DATA FOR THIS EXERCISE start
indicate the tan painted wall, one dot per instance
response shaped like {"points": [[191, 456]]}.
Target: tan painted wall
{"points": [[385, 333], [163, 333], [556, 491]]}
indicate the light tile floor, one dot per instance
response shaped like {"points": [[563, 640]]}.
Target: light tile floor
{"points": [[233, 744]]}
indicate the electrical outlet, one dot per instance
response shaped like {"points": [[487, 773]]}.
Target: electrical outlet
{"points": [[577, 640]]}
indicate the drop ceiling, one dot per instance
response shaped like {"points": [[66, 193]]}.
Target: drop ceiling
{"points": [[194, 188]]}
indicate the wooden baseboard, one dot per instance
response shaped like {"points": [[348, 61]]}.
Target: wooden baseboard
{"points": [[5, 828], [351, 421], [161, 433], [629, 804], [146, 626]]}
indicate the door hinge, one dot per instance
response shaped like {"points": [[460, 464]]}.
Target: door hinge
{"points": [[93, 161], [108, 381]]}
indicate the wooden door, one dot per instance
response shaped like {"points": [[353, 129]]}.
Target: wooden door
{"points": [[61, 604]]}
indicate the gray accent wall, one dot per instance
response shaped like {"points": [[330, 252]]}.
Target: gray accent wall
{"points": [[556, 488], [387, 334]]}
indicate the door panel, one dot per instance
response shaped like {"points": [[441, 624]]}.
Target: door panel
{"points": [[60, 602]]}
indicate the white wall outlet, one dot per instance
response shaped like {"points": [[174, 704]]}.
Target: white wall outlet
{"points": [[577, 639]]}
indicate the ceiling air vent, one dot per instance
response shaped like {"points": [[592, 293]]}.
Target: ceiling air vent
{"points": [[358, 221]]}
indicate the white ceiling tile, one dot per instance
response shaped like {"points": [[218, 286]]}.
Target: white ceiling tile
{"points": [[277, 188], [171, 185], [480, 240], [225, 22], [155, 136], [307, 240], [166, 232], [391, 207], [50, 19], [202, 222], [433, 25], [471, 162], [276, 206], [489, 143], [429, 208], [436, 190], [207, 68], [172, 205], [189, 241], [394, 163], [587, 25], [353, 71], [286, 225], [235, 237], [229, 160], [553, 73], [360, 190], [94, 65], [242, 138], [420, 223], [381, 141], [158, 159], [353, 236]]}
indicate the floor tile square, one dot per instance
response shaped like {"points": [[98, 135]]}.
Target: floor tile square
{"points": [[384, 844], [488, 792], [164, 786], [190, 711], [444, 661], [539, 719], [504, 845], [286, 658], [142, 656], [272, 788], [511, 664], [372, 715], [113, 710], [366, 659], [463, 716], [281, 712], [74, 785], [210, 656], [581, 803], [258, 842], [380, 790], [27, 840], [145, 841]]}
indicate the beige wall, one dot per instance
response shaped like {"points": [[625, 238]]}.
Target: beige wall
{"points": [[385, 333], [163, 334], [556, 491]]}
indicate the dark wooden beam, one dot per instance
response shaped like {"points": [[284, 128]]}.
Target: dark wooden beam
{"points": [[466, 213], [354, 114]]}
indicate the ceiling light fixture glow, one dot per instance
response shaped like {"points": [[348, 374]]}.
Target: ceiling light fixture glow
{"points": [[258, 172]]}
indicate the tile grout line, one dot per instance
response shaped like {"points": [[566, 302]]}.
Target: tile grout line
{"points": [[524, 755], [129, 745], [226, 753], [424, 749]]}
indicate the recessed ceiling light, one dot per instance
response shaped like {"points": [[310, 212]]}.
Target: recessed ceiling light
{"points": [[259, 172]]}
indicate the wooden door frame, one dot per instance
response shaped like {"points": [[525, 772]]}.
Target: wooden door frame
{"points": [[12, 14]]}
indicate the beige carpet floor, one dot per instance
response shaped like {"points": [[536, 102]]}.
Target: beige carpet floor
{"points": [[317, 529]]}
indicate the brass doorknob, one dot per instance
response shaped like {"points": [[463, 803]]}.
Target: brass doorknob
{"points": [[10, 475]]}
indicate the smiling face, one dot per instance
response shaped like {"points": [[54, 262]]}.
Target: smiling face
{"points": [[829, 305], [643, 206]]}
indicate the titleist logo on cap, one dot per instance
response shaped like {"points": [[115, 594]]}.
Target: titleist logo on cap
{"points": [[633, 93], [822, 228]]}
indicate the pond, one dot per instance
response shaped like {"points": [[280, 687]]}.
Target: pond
DATA FOR THIS EXERCISE end
§ **SET TASK**:
Send back each record exactly as it stands.

§ **FINISHED ANSWER**:
indicate the tan painted wall, one dot per instance
response shaped like {"points": [[191, 456]]}.
Target: tan painted wall
{"points": [[385, 333], [163, 333], [556, 491]]}
indicate the light tile floor, one dot per instance
response shaped like {"points": [[563, 640]]}.
Target: light tile floor
{"points": [[233, 744]]}
indicate the electrical outlet, one dot per instance
response shaped like {"points": [[487, 773]]}.
Target: electrical outlet
{"points": [[577, 640]]}
indicate the drop ceiling, one dot per instance
response shaped like {"points": [[66, 193]]}.
Target: drop ceiling
{"points": [[194, 188]]}
indicate the wooden baseboard, one dot per instance
response shaped like {"points": [[348, 61]]}.
Target: wooden baseboard
{"points": [[5, 828], [351, 421], [161, 433], [629, 804], [146, 626]]}
indicate the door hinge, one dot per instance
response shaped like {"points": [[460, 464]]}.
Target: door hinge
{"points": [[93, 161], [108, 381]]}
indicate the wooden door, one dot per instance
response shaped like {"points": [[353, 129]]}.
Target: wooden door
{"points": [[61, 604]]}
indicate the gray accent wall, one dot per instance
response shaped like {"points": [[330, 252]]}.
Target: gray accent wall
{"points": [[556, 488], [387, 334]]}
indicate the door panel, one dot per instance
response shaped like {"points": [[441, 624]]}.
Target: door panel
{"points": [[60, 602]]}
indicate the white wall outlet, one dot per instance
response shaped like {"points": [[174, 704]]}.
Target: white wall outlet
{"points": [[577, 639]]}
indicate the ceiling air vent, one dot per instance
response shaped like {"points": [[592, 293]]}.
Target: ceiling air vent
{"points": [[358, 221]]}
indicate the white ceiling tile, one dot per instance
response shaped like {"points": [[218, 286]]}.
Target: white ceiling tile
{"points": [[277, 188], [171, 185], [480, 240], [225, 22], [155, 136], [307, 240], [166, 232], [391, 207], [50, 19], [202, 222], [433, 25], [471, 162], [276, 206], [489, 143], [429, 208], [436, 190], [207, 68], [172, 205], [189, 241], [394, 163], [587, 25], [353, 71], [286, 225], [235, 237], [229, 160], [553, 73], [360, 190], [94, 65], [242, 138], [420, 223], [381, 141], [158, 159], [353, 236]]}
indicate the floor tile square, one dot per instance
response shaped like {"points": [[98, 135]]}.
Target: floor tile square
{"points": [[384, 844], [488, 792], [164, 786], [190, 711], [444, 661], [539, 719], [504, 845], [286, 658], [142, 656], [272, 788], [511, 664], [372, 715], [113, 710], [366, 659], [463, 716], [281, 712], [74, 785], [210, 656], [581, 803], [258, 842], [380, 790], [27, 840], [145, 841]]}
indicate the beige wall, one dot per instance
response shaped like {"points": [[625, 238]]}.
Target: beige wall
{"points": [[385, 333], [163, 334], [556, 491]]}
indicate the dark wooden beam, one dot per instance
response shaped like {"points": [[284, 128]]}.
Target: dark wooden beam
{"points": [[466, 213], [354, 114]]}
indicate the ceiling light fixture glow, one dot per instance
response shaped like {"points": [[348, 374]]}.
Target: ceiling light fixture glow
{"points": [[258, 172]]}
indicate the tile grout line, one dot per instance
response shaped like {"points": [[566, 302]]}.
Target: tile grout line
{"points": [[524, 755], [129, 745], [226, 753], [424, 749]]}
indicate the recessed ceiling light, one dot per instance
response shaped like {"points": [[310, 212]]}.
Target: recessed ceiling light
{"points": [[259, 172]]}
indicate the wooden door frame, one dot per instance
response shaped like {"points": [[525, 772]]}.
Target: wooden door frame
{"points": [[12, 14]]}
indicate the beige carpet floor, one dot per instance
response shaped like {"points": [[536, 102]]}.
Target: beige carpet floor
{"points": [[317, 529]]}
indicate the brass doorknob, one dot per instance
response shaped like {"points": [[463, 803]]}.
Target: brass doorknob
{"points": [[10, 475]]}
indicate the smiling face, one dot per instance
response shaped like {"points": [[54, 262]]}.
Target: smiling face
{"points": [[829, 305], [643, 206]]}
indicate the titleist logo on cap, one dot per instance
response shaped like {"points": [[115, 594]]}.
Target: titleist logo on cap
{"points": [[633, 93], [822, 228]]}
indicate the pond, one dot per instance
response shaped like {"points": [[280, 687]]}.
Target: pond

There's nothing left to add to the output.